TEXT PASSAGE Block Start

Neither the Royal Navy nor the British government have ever confirmed this to be true, although shortly afterwards, Boy seamen were withdrawn from front line service and the Royal Navy thereafter only sent Boy seamen into battle in 'drastic circumstances'.

Possibly the most famous Boy seaman is Boy 1st Class Jack Cornwell, who was posthumously awarded the Victoria Cross for gallantry at the Battle of Jutland during World War I.

==United States Navy==
Prior to the First World War, the United States Navy allowed males under the age of 18 to serve on ships who were officially referred to as "boys".

In 1828, ships were allowed to have boys between 14 and 18 at the ratio of one boy for every two guns the ship carried. (i.e. a 44 gun frigate could have up to 22 boys in its crew.) Article 464 of Naval Regulations published in 1833 stated, "A recruiting officer shall enter no boy under thirteen years of age; nor any person under twenty-one years of age, without the consent of their parent or guardian".

TEXT PASSAGE Block End

EXERCISE GOAL
Quote the stretch of the boy seamen text from "Possibly the most" through "World War I.".

DATA UNDER STUDY Block Start

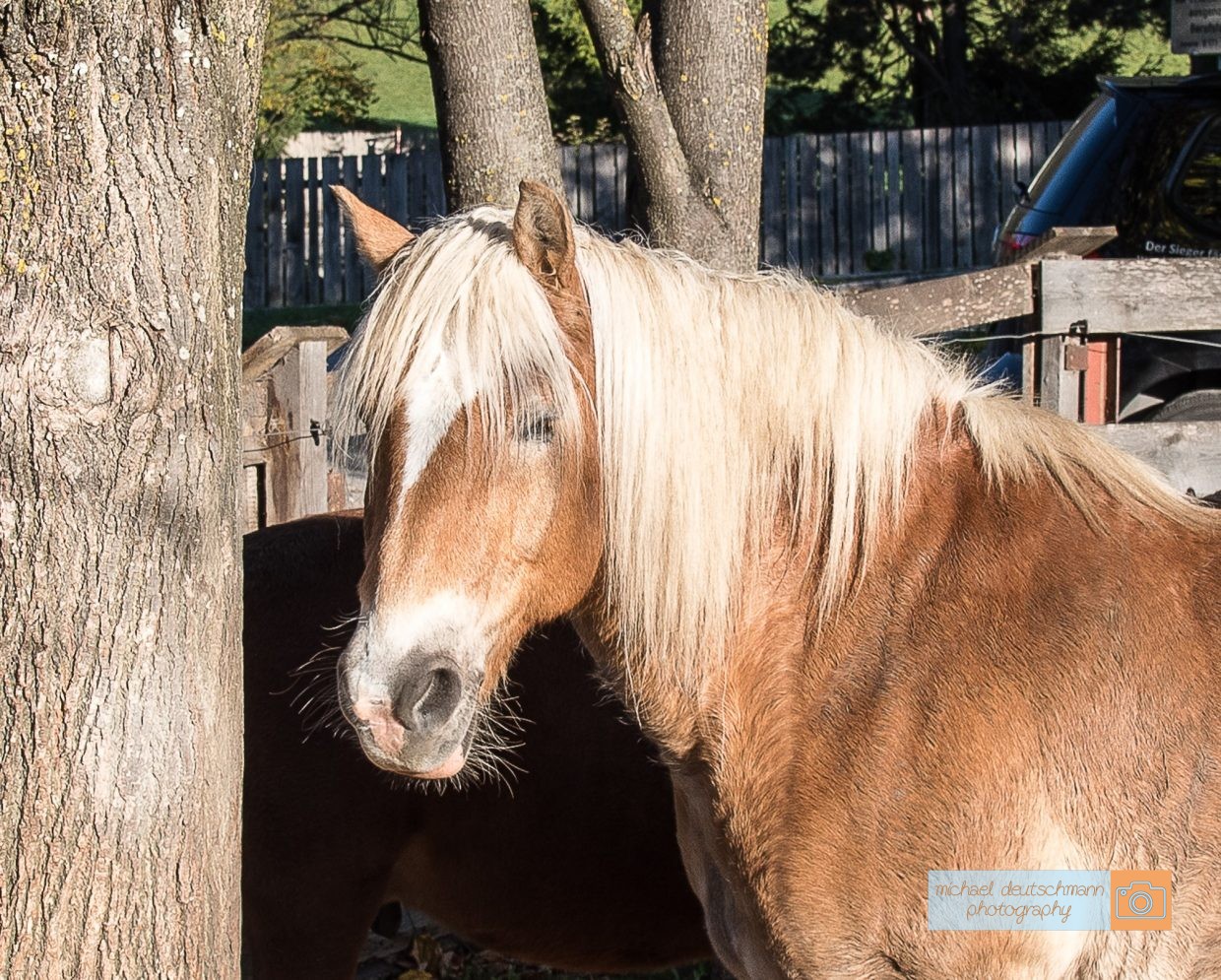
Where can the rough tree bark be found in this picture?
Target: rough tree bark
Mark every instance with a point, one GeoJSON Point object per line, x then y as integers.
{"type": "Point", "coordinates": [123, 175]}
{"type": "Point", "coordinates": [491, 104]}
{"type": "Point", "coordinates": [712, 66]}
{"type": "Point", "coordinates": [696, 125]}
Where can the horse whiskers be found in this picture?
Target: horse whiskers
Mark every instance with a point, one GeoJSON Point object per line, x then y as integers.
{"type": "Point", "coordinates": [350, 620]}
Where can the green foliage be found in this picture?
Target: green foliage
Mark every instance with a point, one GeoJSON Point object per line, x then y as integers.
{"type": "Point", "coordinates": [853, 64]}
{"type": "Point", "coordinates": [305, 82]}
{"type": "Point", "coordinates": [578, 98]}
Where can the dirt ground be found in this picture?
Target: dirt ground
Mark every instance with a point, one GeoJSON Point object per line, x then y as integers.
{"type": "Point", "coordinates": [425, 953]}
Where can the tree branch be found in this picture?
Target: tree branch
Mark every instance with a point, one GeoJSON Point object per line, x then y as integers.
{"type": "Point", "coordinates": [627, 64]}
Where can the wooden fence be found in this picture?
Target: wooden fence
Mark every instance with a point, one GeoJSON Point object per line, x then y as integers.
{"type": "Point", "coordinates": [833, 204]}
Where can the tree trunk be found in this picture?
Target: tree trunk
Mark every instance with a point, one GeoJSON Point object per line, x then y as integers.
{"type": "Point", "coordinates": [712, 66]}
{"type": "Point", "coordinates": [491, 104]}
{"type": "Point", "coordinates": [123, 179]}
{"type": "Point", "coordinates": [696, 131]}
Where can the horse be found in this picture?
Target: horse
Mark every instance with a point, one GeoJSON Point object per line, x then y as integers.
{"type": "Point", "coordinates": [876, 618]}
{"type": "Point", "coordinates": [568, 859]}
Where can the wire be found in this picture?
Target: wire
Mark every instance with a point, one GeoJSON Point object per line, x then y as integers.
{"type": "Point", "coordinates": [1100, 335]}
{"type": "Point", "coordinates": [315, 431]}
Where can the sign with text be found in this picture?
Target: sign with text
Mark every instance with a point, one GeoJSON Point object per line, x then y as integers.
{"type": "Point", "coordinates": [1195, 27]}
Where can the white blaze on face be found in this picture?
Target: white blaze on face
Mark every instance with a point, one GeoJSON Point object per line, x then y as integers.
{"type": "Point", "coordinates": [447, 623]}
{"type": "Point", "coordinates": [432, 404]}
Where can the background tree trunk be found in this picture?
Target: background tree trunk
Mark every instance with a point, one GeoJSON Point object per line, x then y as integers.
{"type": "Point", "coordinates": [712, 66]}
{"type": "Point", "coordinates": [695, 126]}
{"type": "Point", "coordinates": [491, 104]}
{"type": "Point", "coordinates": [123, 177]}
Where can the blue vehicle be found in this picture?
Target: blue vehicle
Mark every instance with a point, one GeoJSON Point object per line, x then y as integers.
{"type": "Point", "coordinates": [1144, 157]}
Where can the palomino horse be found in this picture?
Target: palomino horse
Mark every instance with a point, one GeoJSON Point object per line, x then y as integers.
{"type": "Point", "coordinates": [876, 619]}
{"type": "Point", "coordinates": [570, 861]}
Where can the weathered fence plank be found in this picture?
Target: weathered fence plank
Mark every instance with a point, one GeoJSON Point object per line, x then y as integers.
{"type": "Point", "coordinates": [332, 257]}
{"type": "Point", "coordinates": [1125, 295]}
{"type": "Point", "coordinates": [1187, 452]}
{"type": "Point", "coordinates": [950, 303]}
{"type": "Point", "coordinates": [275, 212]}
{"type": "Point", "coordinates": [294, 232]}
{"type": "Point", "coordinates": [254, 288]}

DATA UNDER STUDY Block End
DATA UNDER STUDY Block Start

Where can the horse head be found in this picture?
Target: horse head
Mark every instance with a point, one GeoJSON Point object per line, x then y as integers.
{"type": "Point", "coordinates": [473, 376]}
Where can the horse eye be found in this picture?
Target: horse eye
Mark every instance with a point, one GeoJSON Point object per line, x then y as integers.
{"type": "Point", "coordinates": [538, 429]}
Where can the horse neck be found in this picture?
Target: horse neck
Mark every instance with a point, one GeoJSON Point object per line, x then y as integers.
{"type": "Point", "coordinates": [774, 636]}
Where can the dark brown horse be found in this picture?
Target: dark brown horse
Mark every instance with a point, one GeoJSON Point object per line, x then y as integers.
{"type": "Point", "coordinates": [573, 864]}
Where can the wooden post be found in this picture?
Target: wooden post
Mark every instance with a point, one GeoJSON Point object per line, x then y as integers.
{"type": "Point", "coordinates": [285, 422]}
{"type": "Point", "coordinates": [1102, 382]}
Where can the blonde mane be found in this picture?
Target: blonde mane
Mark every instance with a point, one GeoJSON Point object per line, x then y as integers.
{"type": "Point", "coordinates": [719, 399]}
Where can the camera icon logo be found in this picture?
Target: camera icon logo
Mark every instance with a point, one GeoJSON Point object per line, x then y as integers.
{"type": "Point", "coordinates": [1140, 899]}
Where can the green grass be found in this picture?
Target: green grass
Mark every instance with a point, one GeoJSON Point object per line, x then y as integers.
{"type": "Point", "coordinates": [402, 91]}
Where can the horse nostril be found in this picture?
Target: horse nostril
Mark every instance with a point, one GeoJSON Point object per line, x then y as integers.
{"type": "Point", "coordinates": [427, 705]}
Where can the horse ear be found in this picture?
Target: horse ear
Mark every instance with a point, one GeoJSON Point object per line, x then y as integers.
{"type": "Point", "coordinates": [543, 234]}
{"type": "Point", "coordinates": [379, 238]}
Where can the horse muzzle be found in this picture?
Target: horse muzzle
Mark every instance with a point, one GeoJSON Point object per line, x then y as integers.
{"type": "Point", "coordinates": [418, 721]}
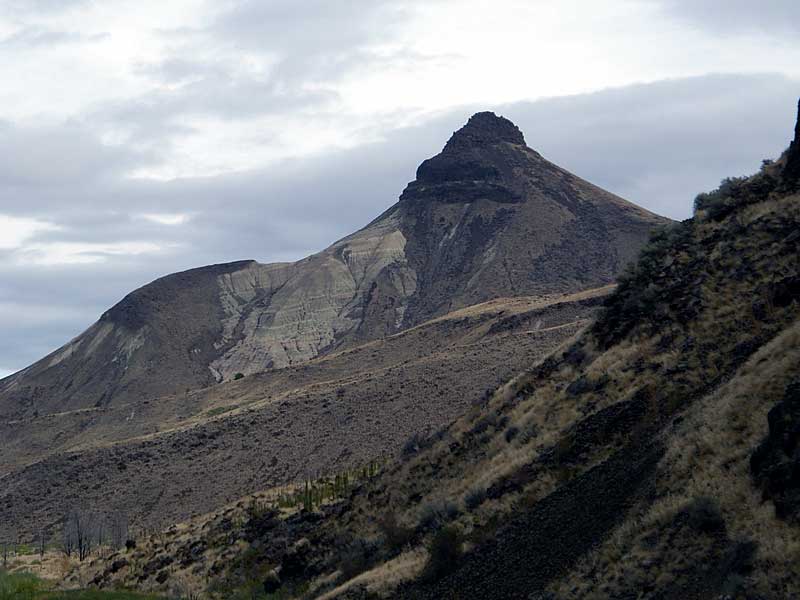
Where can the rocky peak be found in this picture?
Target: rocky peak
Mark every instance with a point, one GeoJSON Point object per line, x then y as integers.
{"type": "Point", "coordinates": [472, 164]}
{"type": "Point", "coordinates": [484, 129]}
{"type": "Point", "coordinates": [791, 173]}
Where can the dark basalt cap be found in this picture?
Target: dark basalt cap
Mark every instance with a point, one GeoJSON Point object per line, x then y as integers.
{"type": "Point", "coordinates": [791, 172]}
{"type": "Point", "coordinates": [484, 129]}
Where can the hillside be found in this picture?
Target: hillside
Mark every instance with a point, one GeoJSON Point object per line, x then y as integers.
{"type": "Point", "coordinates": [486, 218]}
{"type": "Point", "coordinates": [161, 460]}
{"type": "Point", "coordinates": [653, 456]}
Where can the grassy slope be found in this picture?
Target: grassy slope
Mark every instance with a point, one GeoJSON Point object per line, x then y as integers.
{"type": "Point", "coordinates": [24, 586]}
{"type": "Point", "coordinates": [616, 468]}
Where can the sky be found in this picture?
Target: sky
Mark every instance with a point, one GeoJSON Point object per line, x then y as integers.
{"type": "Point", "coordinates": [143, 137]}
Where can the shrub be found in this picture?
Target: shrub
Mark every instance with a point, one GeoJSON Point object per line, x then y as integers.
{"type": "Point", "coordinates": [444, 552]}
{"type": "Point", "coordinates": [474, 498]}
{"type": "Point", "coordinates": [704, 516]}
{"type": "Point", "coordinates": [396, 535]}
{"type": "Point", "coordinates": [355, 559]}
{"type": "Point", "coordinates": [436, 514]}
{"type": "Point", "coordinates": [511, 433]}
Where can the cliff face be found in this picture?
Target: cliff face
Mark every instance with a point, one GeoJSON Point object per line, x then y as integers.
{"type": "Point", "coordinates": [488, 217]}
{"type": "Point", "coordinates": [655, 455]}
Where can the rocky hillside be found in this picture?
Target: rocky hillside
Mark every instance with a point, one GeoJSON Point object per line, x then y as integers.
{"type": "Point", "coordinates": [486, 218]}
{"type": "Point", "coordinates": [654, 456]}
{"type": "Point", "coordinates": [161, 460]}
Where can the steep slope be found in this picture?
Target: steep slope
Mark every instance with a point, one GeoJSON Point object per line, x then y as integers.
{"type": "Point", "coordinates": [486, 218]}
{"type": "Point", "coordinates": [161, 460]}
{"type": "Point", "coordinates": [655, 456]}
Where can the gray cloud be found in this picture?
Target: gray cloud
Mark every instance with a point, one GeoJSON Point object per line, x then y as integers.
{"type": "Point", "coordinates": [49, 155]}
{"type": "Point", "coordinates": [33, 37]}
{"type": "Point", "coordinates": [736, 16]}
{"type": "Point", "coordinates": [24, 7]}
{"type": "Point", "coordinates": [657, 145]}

DATA UNDER STUDY Block End

OUTPUT
Possibly the most famous Boy seaman is Boy 1st Class Jack Cornwell, who was posthumously awarded the Victoria Cross for gallantry at the Battle of Jutland during World War I.